=== REQUIRED ACTION ===
Answer these from the udev post:
1. What setting on the boot line makes udev time out?
2. Which file can you edit to make udev very verbose?
3. Whose stack tools does the post say appear to damage the udev rules after installation?

=== SOURCE DOCUMENT ===
┌──

Udev is a /dev population tool. Enables devices to be hotplugged, and it adapts the system to the changes by running commands and scripts.
Udev runs upon reboot. And in the background courtesy of libevent, it handles changes as they occur.
Except, every now and then, something goes arwy with UDev. Like it hangs.
So booting stops. Cold. With no way around it.
Sort of our BSOD. Just as inconvenient.
What you can do about it is fairly interesting.
1) You can turn udev off. This probably makes sense for most systems where you really won’t be hotplugging, and the system won’t experience major changes between boots.
2) you can tell udev to time out using udevtimeout=seconds on the boot line. Of course, your device drivers may not completely initialize properly.
3) you can google and discover that udev hangs are invariably device drivers initializing badly, but … you have no way to tell which device drivers. Nice … huh? You can edit /etc/udev/udev.conf and tell it to be very verbose, and it spits lots of things out.
What occurs to me is that since udev processes everything serially, when it hangs, everything behind the point of hanging is also toast.
How is this a good thing?
If we can’t easily figure out what is broken, we don’t stand much of a chance of fixing it.
I’d probably recommend udevtimeout from now on, just to give the users a fighting chance of using their hardware, and doing diagnostics, in the face of buggy drivers.
All drivers are buggy. All hardware is buggy. We just need reasonable responses from systems to these bugs. Udev needs to be fixed so it doesn’t result in non-functional systems … as it does now.
FWIW, this is after using the Mellanox OFED stack tools, which are very very picky about the kernel. After installation, they appear to do some damage to the udev rules. Not sure I can easily fix this damage. I will try. But a broken rule means a broken system.

└──

=== RECORDS PROVIDED ===
┌──

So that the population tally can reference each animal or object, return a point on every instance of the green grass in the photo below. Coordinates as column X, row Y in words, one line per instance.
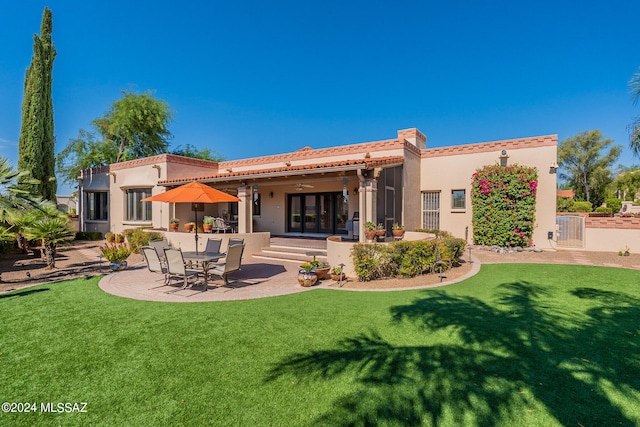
column 515, row 345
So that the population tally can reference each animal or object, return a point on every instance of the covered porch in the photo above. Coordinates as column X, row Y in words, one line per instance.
column 319, row 199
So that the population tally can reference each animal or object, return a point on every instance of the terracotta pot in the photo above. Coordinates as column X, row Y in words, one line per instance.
column 307, row 279
column 397, row 233
column 322, row 272
column 118, row 266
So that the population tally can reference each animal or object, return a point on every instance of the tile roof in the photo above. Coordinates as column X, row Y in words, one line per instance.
column 313, row 167
column 483, row 147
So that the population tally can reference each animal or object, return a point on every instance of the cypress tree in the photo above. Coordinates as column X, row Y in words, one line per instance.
column 36, row 144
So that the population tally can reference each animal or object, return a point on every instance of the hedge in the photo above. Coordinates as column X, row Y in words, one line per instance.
column 408, row 259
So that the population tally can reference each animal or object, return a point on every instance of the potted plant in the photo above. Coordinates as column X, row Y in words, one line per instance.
column 397, row 230
column 207, row 224
column 306, row 275
column 116, row 254
column 369, row 230
column 321, row 268
column 337, row 274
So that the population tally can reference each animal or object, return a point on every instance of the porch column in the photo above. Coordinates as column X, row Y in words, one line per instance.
column 367, row 202
column 245, row 209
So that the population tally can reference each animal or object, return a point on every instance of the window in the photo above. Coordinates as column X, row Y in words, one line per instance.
column 256, row 204
column 458, row 199
column 97, row 206
column 431, row 210
column 135, row 209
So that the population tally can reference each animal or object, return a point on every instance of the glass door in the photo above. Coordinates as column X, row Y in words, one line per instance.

└──

=== EXERCISE SOLUTION ===
1. udevtimeout=seconds
2. /etc/udev/udev.conf
3. The Mellanox OFED stack tools